Each line of the data below that holds the word "pattern" is to be reported in full.

+ + + + + + +

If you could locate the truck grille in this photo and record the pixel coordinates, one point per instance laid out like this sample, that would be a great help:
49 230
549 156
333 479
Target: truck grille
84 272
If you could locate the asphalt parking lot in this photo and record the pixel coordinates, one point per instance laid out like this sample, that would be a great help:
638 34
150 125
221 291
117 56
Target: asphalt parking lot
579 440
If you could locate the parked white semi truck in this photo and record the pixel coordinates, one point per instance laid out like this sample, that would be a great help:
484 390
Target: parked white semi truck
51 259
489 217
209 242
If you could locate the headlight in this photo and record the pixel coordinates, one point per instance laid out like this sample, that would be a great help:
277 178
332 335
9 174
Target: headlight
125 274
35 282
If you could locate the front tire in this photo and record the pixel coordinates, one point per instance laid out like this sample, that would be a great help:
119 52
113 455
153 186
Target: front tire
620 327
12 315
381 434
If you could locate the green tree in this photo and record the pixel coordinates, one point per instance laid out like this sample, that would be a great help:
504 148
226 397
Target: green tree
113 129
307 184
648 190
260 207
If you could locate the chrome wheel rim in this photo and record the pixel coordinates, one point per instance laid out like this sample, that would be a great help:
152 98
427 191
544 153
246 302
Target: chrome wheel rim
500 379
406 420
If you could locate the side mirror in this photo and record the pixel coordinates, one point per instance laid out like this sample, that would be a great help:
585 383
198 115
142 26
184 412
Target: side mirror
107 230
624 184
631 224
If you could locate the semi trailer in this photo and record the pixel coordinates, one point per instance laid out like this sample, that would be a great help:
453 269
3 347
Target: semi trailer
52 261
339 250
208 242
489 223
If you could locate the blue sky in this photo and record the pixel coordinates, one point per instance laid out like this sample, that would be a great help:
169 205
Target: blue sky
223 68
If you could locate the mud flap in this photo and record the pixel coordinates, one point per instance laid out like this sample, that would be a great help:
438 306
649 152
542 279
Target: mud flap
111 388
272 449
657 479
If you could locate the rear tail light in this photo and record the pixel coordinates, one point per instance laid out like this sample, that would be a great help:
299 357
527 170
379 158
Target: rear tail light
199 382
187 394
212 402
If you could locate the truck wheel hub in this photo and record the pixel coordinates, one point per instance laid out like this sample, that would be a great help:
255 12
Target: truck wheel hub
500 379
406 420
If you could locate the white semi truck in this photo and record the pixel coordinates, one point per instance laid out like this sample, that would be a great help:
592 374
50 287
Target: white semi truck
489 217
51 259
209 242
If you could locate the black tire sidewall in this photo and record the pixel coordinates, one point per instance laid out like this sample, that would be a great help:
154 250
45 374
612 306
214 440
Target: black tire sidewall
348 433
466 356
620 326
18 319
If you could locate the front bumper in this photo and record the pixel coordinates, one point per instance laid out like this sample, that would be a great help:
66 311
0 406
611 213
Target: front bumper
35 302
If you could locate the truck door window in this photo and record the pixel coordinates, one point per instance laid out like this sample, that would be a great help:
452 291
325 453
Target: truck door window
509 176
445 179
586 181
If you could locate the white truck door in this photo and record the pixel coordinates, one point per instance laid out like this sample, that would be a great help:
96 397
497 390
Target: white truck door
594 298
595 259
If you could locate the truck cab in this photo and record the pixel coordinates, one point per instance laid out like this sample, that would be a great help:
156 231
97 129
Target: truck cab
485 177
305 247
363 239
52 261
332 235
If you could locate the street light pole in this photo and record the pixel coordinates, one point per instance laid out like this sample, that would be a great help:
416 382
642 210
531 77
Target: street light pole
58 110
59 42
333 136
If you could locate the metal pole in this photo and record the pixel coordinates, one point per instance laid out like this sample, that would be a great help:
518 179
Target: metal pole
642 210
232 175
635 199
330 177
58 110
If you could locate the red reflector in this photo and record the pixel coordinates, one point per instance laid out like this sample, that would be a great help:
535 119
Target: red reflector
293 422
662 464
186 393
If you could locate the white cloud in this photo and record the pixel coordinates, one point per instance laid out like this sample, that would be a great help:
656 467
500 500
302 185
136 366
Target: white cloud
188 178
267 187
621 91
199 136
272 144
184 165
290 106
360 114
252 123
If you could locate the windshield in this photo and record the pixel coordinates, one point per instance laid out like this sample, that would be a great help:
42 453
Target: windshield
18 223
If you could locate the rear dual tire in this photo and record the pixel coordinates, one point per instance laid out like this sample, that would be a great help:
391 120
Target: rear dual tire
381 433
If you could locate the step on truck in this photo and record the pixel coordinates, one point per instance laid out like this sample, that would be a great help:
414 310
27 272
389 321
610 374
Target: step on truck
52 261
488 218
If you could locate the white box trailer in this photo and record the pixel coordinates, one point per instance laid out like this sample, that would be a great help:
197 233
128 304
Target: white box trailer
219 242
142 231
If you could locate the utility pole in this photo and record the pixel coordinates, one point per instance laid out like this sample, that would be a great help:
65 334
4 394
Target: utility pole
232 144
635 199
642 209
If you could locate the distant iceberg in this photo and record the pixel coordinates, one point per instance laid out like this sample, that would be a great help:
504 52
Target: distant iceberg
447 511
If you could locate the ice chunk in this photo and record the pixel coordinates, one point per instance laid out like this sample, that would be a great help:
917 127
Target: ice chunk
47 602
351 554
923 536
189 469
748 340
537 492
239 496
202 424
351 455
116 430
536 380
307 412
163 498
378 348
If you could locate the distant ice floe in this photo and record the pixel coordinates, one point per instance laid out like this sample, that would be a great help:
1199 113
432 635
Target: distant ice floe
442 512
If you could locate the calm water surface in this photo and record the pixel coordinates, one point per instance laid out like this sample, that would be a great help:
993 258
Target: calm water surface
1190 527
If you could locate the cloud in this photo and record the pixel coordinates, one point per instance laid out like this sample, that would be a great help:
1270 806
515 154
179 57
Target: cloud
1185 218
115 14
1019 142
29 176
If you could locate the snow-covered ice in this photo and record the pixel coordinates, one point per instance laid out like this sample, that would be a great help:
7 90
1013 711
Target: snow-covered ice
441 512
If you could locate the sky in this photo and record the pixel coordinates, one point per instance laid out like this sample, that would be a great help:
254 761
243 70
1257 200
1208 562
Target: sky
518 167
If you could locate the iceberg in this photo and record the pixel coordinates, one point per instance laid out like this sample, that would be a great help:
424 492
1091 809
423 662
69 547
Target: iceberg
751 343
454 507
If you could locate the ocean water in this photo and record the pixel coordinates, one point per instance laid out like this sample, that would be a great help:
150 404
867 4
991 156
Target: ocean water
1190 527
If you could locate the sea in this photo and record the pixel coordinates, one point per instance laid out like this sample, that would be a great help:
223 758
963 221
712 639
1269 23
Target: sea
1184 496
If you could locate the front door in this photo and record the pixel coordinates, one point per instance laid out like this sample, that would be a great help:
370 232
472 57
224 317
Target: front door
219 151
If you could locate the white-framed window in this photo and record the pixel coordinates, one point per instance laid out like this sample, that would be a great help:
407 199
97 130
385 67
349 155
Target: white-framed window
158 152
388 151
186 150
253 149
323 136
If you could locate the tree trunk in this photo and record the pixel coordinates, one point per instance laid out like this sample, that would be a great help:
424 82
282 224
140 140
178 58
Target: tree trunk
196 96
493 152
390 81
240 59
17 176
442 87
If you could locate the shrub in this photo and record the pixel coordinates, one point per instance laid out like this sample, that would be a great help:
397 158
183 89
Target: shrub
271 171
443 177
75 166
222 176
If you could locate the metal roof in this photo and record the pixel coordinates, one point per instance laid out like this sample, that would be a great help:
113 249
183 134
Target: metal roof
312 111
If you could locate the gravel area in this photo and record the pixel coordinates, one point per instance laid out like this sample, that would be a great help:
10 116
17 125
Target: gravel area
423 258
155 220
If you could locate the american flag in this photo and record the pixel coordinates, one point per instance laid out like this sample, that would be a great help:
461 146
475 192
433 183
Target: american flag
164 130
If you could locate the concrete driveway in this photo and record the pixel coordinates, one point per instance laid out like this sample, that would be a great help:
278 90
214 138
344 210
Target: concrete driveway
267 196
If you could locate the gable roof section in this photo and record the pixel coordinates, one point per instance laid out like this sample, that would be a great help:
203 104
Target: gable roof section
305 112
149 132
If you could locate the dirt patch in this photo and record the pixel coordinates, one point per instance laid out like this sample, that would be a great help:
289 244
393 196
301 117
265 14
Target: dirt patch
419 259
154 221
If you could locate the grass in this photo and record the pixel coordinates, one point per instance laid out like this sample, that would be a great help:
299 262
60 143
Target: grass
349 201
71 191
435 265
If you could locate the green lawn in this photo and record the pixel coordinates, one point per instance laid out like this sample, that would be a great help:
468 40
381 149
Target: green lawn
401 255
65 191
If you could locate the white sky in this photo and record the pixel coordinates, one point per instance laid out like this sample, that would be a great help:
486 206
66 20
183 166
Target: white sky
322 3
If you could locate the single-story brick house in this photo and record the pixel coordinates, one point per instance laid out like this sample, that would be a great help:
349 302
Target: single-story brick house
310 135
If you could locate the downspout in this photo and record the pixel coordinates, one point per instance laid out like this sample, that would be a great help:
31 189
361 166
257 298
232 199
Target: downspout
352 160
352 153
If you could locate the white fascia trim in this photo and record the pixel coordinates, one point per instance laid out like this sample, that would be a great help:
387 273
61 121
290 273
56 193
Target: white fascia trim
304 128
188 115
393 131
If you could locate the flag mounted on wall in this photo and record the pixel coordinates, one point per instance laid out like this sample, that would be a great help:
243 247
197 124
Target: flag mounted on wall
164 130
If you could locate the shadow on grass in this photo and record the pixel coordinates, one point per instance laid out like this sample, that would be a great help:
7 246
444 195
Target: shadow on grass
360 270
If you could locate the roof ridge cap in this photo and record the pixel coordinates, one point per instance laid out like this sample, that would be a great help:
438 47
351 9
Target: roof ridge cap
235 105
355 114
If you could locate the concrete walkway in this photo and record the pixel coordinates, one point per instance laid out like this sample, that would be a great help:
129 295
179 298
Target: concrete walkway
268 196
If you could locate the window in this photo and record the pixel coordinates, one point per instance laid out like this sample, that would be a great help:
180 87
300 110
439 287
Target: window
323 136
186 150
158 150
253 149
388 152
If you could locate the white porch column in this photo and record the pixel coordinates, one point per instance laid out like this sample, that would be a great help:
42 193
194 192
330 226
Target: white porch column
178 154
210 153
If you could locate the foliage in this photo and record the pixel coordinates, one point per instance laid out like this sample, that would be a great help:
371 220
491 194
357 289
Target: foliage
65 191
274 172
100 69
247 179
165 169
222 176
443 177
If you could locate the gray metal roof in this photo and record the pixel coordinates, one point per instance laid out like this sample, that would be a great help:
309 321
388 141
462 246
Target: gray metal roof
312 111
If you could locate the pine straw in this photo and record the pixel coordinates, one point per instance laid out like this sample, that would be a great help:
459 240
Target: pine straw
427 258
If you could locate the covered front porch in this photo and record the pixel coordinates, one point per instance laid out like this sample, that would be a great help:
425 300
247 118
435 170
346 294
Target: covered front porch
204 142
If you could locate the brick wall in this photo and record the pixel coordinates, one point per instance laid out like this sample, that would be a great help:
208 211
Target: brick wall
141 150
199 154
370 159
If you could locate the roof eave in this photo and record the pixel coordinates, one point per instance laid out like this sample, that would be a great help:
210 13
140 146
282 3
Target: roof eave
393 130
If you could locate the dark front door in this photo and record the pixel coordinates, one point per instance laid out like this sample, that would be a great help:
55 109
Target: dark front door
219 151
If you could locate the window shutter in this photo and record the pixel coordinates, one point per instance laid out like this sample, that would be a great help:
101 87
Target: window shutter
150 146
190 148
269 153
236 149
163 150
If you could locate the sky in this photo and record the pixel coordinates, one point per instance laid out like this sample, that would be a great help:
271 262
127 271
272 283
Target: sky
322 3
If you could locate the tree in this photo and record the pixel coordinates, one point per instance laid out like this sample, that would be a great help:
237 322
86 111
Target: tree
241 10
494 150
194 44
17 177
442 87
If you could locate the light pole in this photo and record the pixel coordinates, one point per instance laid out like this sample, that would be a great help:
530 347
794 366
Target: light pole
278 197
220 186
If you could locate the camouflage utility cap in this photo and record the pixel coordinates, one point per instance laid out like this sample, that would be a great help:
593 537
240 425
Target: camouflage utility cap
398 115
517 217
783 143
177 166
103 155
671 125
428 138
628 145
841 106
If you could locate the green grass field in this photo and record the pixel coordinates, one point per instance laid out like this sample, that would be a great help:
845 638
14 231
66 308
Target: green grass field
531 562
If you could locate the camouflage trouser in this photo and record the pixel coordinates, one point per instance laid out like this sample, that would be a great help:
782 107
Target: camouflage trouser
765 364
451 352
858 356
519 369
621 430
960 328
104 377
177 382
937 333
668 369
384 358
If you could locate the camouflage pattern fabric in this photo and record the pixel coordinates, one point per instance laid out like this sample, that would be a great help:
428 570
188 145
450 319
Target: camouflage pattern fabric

+ + + + + + +

## [Result of the exercise]
If you could locate the camouflage pattern fabric in this photo and record the pixel coordinates, one point per instance laid out like this sample, that would be a great help:
Target: camouflage pattern fabric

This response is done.